> **RECORDS SHOWN**:
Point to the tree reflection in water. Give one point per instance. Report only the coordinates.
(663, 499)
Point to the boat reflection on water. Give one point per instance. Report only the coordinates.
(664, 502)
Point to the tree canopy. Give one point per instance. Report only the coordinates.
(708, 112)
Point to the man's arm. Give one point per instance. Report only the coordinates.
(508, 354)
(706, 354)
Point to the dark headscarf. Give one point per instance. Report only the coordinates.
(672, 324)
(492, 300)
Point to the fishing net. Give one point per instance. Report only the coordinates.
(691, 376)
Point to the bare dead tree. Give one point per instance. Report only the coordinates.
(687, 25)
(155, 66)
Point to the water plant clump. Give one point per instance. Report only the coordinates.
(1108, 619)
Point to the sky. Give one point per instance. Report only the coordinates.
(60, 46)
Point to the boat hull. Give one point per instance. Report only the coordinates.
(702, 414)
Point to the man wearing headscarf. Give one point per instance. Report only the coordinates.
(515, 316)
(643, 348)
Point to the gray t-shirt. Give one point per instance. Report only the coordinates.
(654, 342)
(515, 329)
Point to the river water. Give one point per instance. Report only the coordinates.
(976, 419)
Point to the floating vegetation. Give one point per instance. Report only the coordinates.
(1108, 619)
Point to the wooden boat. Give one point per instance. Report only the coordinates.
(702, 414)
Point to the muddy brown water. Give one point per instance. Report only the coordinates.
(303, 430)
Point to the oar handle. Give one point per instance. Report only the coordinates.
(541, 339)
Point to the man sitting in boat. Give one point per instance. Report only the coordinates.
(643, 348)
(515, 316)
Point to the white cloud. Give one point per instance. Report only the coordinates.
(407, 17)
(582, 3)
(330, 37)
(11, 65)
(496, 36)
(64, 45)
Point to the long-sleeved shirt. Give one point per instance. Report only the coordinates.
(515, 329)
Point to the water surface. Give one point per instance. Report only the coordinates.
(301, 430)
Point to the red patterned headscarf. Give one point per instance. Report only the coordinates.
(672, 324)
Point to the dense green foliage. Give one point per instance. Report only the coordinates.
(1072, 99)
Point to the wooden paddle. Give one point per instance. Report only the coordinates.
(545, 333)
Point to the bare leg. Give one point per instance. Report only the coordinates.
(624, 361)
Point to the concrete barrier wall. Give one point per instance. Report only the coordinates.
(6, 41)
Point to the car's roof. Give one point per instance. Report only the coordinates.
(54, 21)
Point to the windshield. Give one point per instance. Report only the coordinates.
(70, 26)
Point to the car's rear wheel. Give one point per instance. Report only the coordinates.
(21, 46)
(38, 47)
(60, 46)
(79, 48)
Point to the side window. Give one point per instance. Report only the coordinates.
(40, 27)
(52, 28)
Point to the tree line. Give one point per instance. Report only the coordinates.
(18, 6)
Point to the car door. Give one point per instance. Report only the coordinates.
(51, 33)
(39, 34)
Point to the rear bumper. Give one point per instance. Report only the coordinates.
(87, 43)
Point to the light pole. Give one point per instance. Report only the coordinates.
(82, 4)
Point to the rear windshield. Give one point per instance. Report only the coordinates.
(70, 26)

> **WHAT YOU ARE ASKED TO DO**:
Copy every one of the records above word for word, keeping each line as it appears.

> **TASK OUTPUT**:
Point to the tree reflection in water. Give one point per instance. Report only the coordinates.
(663, 499)
Point to the boat reflection on water. Give one point per instance. Report only the coordinates.
(664, 502)
Point to the tree canopy. Give one point per instance. Report only the coordinates.
(708, 112)
Point to the man's arm. Give one point per instance. Report only the coordinates.
(508, 354)
(706, 354)
Point to the dark headscarf. Give one point per instance. Report only the coordinates.
(672, 324)
(492, 300)
Point to the fishing net. Give one point per instance. Report only the coordinates.
(691, 376)
Point to the bare dead tree. Give one point per instance. Report only the coordinates.
(687, 25)
(155, 66)
Point to the water plant clump. Give one point per instance. Report only the coordinates.
(1108, 619)
Point to the sky. Give one point per instance. Report only the coordinates.
(60, 46)
Point to the boat hull. Give one point per instance. Report only the coordinates.
(702, 414)
Point to the man wearing headscarf. Give one point per instance. Report only the coordinates.
(515, 316)
(643, 348)
Point to the gray t-shirt. Give one point per instance. Report only the coordinates.
(654, 342)
(515, 329)
Point to the river water. Give one point per instance. Report only the coordinates.
(976, 419)
Point to the floating vegetation. Give one point per instance. Report only the coordinates.
(1108, 619)
Point to the wooden boat. Give one point per instance. Report only the coordinates.
(702, 414)
Point to the muddy brown water. Give one point per instance. Report only the coordinates.
(303, 430)
Point to the oar handle. Give one point per instance. Report only the coordinates.
(541, 339)
Point to the man sitting in boat. Give one point per instance. Report only the coordinates.
(643, 348)
(515, 316)
Point to the white cloud. Give one point per instance. Report only the coordinates.
(407, 17)
(582, 3)
(330, 37)
(11, 65)
(496, 36)
(64, 45)
Point to the long-sleeved shirt. Give one point per instance. Report only the coordinates.
(515, 329)
Point to the water surface. Give one point per instance. Report only the coordinates.
(301, 430)
Point to the red patterned headscarf. Give one point per instance. Report only the coordinates.
(672, 324)
Point to the dense green foliage. Give one point per instance. Report only the coordinates.
(1072, 99)
Point to the wooden paddle. Give one point per instance. Report only the coordinates.
(545, 333)
Point to the bare leg. Give one point per instance. Report only the coordinates.
(624, 361)
Point to the concrete barrier wall. Give one point per instance. Report only the coordinates.
(6, 41)
Point to the car's roof. Give one point per instance. Report only the coordinates.
(54, 21)
Point to the windshield. Give one point per instance. Report only the coordinates.
(70, 26)
Point to the car's rear wheel. Give one point per instance. Report only the coordinates.
(21, 46)
(38, 47)
(60, 46)
(79, 48)
Point to the side window. Give one point per instance. Report only the coordinates.
(40, 27)
(52, 28)
Point to the tree line. Give one point per instance. Report only the coordinates.
(18, 6)
Point to the car door. Give one point per instance. Report only the coordinates.
(51, 33)
(39, 34)
Point to the rear bumper. Give one point per instance. Report only the coordinates.
(87, 43)
Point to the light pole. Give one point per instance. Report only the coordinates.
(82, 4)
Point to the rear windshield. Give one point per instance. Report only the coordinates.
(70, 26)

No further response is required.